* PASSAGE
● ● ● ●

But I digress. I'm not interested in beating the big depression drum for the moment, because, as I said, I was thinking about pleasure. I got started on this jag on Christmas Eve because that's "Official Christmas" at Casa De Taiwan_On. This started when I was just a little tyke and still harbored belief in that jolly red-suited dude. On Christmas Eve, I'd be allowed to open one present from ma & pa "On", always cool pajamas and/or a cuddly teddy bear, as an incentive to go to bed in time for Old Saint Nick to make the rounds unimpeded. Sort of a natural sedative to aid in the impossible task of actually getting a kid to sleep on Christmas Eve. Ever since the debunking of the whole "Santa Conspiracy", we have opened all our gifts on Christmas Eve. I love this tradition because, not only do I still get to enjoy my inevitable and always appreciated Christmas pajamas, but it's sort of like having Christmas twice. You open all your gifts, go to bed, and then wake up and rediscover them. It's pretty damn cool.

Anyway, I laid in bed this Christmas Eve enjoying my Christmas goodies; I was snuggled in my fresh new sheets and comforter, which were delicately misted with "Sleeptherapy" linen spray as I was, as well, scented with matching shower gel & body lotion, wearing new P.J.s, snacking on a Milky Way Creme Santa, Christmas candles flickering, watching my new "Moulin Rouge" DVD and sipping a Pete's Wicked Strawberry Blonde Ale, and it occured to me that I was really happy. Not just because it was Christmas and I was simultaneously enjoying several examples of its bounty at once, but simply because I was happy.

● ● ● ●

* GIVEN MATERIAL
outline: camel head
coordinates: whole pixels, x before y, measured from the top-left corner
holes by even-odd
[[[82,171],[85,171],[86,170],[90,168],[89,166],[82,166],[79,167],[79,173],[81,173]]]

● ● ● ●

* AIM A
Retype the Christmas Eve passage, beginning at the words "Anyway, I laid" and stopping after "I was happy.".
* AIM B
In the Christmas Eve passage, which DVD is the writer watching in bed?
* AIM C
Pick up the Christmas Eve passage after its last sentence and write what comes next.

* TASK RESPONSE A
Anyway, I laid in bed this Christmas Eve enjoying my Christmas goodies; I was snuggled in my fresh new sheets and comforter, which were delicately misted with "Sleeptherapy" linen spray as I was, as well, scented with matching shower gel & body lotion, wearing new P.J.s, snacking on a Milky Way Creme Santa, Christmas candles flickering, watching my new "Moulin Rouge" DVD and sipping a Pete's Wicked Strawberry Blonde Ale, and it occured to me that I was really happy. Not just because it was Christmas and I was simultaneously enjoying several examples of its bounty at once, but simply because I was happy.

* TASK RESPONSE B
"Moulin Rouge"

* TASK RESPONSE C
After all, I pretty much end every day I can the same way; dressed in soft, cuddly P.J.s, tucked into a cozy, sweetly scented bed, freshly-showered & moisturized with some yummy fragrance or other, enjoying atmospheric enhancements (candles, fragrant oil lamps, or my glow-in-the-dark ceilling constellation), watching a good flick, and enjoying one of my many favorite vices; be they snacks, ale, fancy cigarettes or, if I'm feeling really decadent, a tiny poke or two of killer bud. Oh, and of course an orgasm is somewhere on the menu of all this ritual, if I'm not too lazy after so much indulgence. Then I ditch the pajamas, shimmy into bed "au naturale", and drop peacefully off to sleep to dream utterly fascinating dreams.

Now, with a nightly regimine like this, pleasure is pretty much inescapable. If there's not enough pleasure in your life, try this routine, or a variation of it, and I assure you you'll never be lacking in bliss again. But more importantly than going through the motions is the act of really being "present" for it. This is where some people fall short. Going to all the trouble of actually constructing your own private "pleasureville" is not only unnecessary, but downright pointless if you can't get into the kind of head-space conducive to the enjoyment of it. There's pleasure to be found everywhere, and if you don't see that, then you're sleepwalking through life.

For example; I may be at work, a million little tasks piled up before me and not nearly enough hours in a shift to get them done. Do I feel overwhelmed? Sure. But at some point during this madness, I'll take time out to skip to the cafe, and steal a minute to peel the cover off that paper cup and inhale all that sweet, oily-rich, Colombian steam before that first gratifying sip of hot, creamy, sugary coffee. This may be the last sip I get a chance to take before I get so busy that the comforting warmth in that cup grows cold and forms a nasty little skin on top, but I guarantee I enjoyed it more than the guy in front of me that's bitching about waiting in line, his coffee not being prepared to his anal-compulsive specifications, or just the price of it. Everybody has waited in line too long for over-priced coffee that didn't have exactly 2.5 teaspoons of sugar and no more or less than 1/2 oz. of light cream, but when that becomes your only focus, you're missing the whole coffee-drinking experience.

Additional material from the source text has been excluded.